**Strona:**
Źródła, koszty, ilości, transakcje. Słowa klucze w analityce związanej z rynkiem nieruchomości.
Źródła pozyskiwania klientów na zakup i sprzedaż mieszkań, domów, działek, biur i lokali komercyjnych są doskonale znane specjalistom od obrotu nieruchomościami.
Rozkład wydatków marketingowych na pozyskiwanie klientów z różnych źródeł jest zróżnicowany w przypadku rynków (pierwotnego i wtórnego), rodzajów nieruchomości (domy, mieszkania, działki, komercja), rodzajów transakcji (wynajem, kupno, sprzedaż). Promując nieruchomości swoje lub swoich klientów przedsiębiorcy oraz specjaliści od nieruchomości coraz sprawniej liczą wydatki marketingowe i potrafią oszacować, które źródła są bardziej efektywne dla danego rodzaju rynku, nieruchomości czy transakcji.
Polecenia, relacje, systemy MLS, ogłoszenia internetowe, reklamy internetowe, reklamy Google Ads, ogłoszenia na Facebook’u, reklamy i posty w social mediach, własna strona www, targi, banery balkonowe, gabloty, outdoor, mailingi, ulotki, reklama radiowa, reklama telewizyjna, blogi, vlogi, lendingi i może jeszcze prasa codzienna i kolorowa. Rożne źródła, różne koszty marketingowe a w efekcie kontakty osobiste, emailowe, formularze, połączenia telefoniczne, sms’y. Ile jest w firmie e-maili, ile jest połączeń telefonicznych, a ile sms’ów? Czy dane kontaktowe do klientów wpisywane są do firmowych systemów CRM? Czy właściciel firmy wie wszystko o kontaktach z klientami, które przychodzą z rynku do jego pracowników z różnych źródeł? Stare, nudne, klasyczne pytania i problemy.
Programy wspierające funkcjonowanie agencji pośrednictwa w obrocie nieruchomościami oraz developerów podlegają ciągłemu rozwojowi. Coraz lepiej wspierają agentów i przedsiębiorców w prowadzeniu biznesu i w gromadzeniu danych o klientach, ofertach, kontaktach i transakcjach. Czy jednak wskazują, które źródła dają najwięcej kontaktów z klientami i które źródła przynoszą transakcje?

**Wybrane rekordy:**

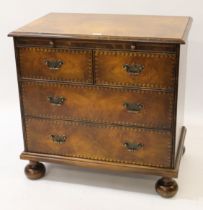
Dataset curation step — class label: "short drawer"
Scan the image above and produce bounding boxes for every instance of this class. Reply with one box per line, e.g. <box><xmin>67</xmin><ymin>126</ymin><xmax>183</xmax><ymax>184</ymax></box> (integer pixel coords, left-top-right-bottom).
<box><xmin>21</xmin><ymin>82</ymin><xmax>173</xmax><ymax>128</ymax></box>
<box><xmin>19</xmin><ymin>47</ymin><xmax>93</xmax><ymax>83</ymax></box>
<box><xmin>26</xmin><ymin>118</ymin><xmax>172</xmax><ymax>167</ymax></box>
<box><xmin>95</xmin><ymin>50</ymin><xmax>176</xmax><ymax>89</ymax></box>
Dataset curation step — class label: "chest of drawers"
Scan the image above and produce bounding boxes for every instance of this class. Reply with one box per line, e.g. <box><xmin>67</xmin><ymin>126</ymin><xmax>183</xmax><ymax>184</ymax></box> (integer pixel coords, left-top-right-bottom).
<box><xmin>9</xmin><ymin>13</ymin><xmax>191</xmax><ymax>197</ymax></box>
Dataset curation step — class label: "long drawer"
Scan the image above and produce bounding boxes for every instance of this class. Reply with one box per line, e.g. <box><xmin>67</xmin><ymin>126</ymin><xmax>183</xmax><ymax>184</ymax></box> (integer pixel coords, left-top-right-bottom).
<box><xmin>19</xmin><ymin>47</ymin><xmax>93</xmax><ymax>83</ymax></box>
<box><xmin>21</xmin><ymin>82</ymin><xmax>173</xmax><ymax>129</ymax></box>
<box><xmin>26</xmin><ymin>118</ymin><xmax>172</xmax><ymax>167</ymax></box>
<box><xmin>95</xmin><ymin>50</ymin><xmax>176</xmax><ymax>89</ymax></box>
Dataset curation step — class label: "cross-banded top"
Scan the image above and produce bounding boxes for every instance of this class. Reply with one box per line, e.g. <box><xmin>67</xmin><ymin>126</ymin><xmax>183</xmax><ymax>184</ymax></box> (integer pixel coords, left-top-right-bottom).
<box><xmin>9</xmin><ymin>13</ymin><xmax>192</xmax><ymax>44</ymax></box>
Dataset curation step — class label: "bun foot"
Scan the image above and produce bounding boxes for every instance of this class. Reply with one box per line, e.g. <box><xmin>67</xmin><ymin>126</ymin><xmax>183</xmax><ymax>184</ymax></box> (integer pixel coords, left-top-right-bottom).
<box><xmin>25</xmin><ymin>161</ymin><xmax>46</xmax><ymax>180</ymax></box>
<box><xmin>155</xmin><ymin>177</ymin><xmax>178</xmax><ymax>198</ymax></box>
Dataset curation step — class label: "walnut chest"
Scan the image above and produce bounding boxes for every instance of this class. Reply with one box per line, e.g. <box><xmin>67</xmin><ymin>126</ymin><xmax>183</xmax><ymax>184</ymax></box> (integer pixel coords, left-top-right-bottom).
<box><xmin>9</xmin><ymin>13</ymin><xmax>192</xmax><ymax>197</ymax></box>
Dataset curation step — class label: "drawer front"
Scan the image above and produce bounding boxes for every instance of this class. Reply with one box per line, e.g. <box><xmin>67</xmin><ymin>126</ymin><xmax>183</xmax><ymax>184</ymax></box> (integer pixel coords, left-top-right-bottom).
<box><xmin>95</xmin><ymin>50</ymin><xmax>176</xmax><ymax>88</ymax></box>
<box><xmin>21</xmin><ymin>82</ymin><xmax>173</xmax><ymax>128</ymax></box>
<box><xmin>16</xmin><ymin>37</ymin><xmax>177</xmax><ymax>52</ymax></box>
<box><xmin>19</xmin><ymin>47</ymin><xmax>93</xmax><ymax>83</ymax></box>
<box><xmin>26</xmin><ymin>118</ymin><xmax>172</xmax><ymax>167</ymax></box>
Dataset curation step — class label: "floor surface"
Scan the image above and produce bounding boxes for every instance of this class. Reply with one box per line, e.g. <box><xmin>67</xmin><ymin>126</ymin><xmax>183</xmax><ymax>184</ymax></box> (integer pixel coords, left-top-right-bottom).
<box><xmin>0</xmin><ymin>105</ymin><xmax>203</xmax><ymax>210</ymax></box>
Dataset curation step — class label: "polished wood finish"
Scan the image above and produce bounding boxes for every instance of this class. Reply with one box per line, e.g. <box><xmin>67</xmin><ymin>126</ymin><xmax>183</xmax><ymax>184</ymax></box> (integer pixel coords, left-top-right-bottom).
<box><xmin>10</xmin><ymin>13</ymin><xmax>191</xmax><ymax>43</ymax></box>
<box><xmin>20</xmin><ymin>127</ymin><xmax>186</xmax><ymax>178</ymax></box>
<box><xmin>25</xmin><ymin>161</ymin><xmax>46</xmax><ymax>180</ymax></box>
<box><xmin>155</xmin><ymin>177</ymin><xmax>178</xmax><ymax>198</ymax></box>
<box><xmin>19</xmin><ymin>47</ymin><xmax>93</xmax><ymax>83</ymax></box>
<box><xmin>9</xmin><ymin>13</ymin><xmax>191</xmax><ymax>197</ymax></box>
<box><xmin>95</xmin><ymin>50</ymin><xmax>176</xmax><ymax>89</ymax></box>
<box><xmin>26</xmin><ymin>118</ymin><xmax>171</xmax><ymax>168</ymax></box>
<box><xmin>21</xmin><ymin>82</ymin><xmax>173</xmax><ymax>129</ymax></box>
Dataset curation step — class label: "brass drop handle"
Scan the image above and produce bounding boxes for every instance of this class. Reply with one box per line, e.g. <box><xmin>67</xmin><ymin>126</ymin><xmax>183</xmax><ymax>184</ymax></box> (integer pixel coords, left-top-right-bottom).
<box><xmin>123</xmin><ymin>64</ymin><xmax>144</xmax><ymax>75</ymax></box>
<box><xmin>123</xmin><ymin>102</ymin><xmax>144</xmax><ymax>113</ymax></box>
<box><xmin>123</xmin><ymin>142</ymin><xmax>144</xmax><ymax>152</ymax></box>
<box><xmin>44</xmin><ymin>60</ymin><xmax>63</xmax><ymax>71</ymax></box>
<box><xmin>50</xmin><ymin>134</ymin><xmax>67</xmax><ymax>144</ymax></box>
<box><xmin>47</xmin><ymin>96</ymin><xmax>65</xmax><ymax>106</ymax></box>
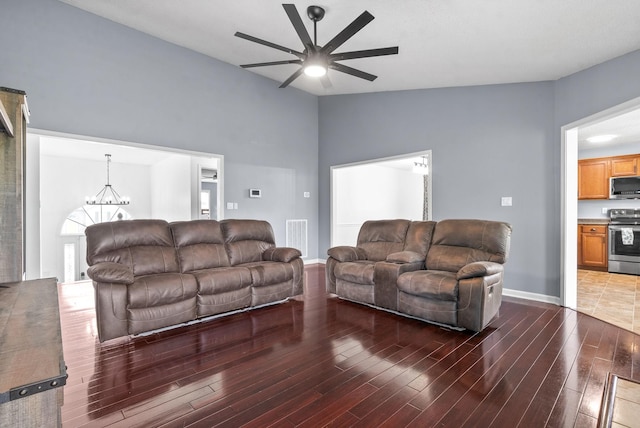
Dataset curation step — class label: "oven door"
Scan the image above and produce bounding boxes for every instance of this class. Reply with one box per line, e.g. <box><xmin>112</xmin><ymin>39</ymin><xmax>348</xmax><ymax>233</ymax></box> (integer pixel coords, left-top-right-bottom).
<box><xmin>608</xmin><ymin>224</ymin><xmax>640</xmax><ymax>263</ymax></box>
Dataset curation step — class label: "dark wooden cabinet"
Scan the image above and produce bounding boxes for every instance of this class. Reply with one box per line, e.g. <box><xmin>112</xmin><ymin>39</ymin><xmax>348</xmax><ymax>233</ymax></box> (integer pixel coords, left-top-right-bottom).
<box><xmin>0</xmin><ymin>278</ymin><xmax>67</xmax><ymax>428</ymax></box>
<box><xmin>578</xmin><ymin>224</ymin><xmax>608</xmax><ymax>271</ymax></box>
<box><xmin>578</xmin><ymin>158</ymin><xmax>609</xmax><ymax>199</ymax></box>
<box><xmin>0</xmin><ymin>88</ymin><xmax>28</xmax><ymax>283</ymax></box>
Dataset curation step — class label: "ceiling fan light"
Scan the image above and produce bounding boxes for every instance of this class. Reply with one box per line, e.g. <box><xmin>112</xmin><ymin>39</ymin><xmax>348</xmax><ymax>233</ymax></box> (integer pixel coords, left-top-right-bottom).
<box><xmin>587</xmin><ymin>135</ymin><xmax>617</xmax><ymax>143</ymax></box>
<box><xmin>304</xmin><ymin>64</ymin><xmax>327</xmax><ymax>77</ymax></box>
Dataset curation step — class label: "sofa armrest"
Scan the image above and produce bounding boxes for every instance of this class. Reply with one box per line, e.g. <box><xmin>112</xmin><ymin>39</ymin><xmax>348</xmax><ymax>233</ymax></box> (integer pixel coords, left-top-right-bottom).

**Twoje zadanie:**
Podaj wszystkie rodzaje transakcji, które tekst o analityce rynku nieruchomości wylicza w nawiasie. Rekordy to odrębny materiał.

**Odpowiedź:**
Wynajem, kupno, sprzedaż.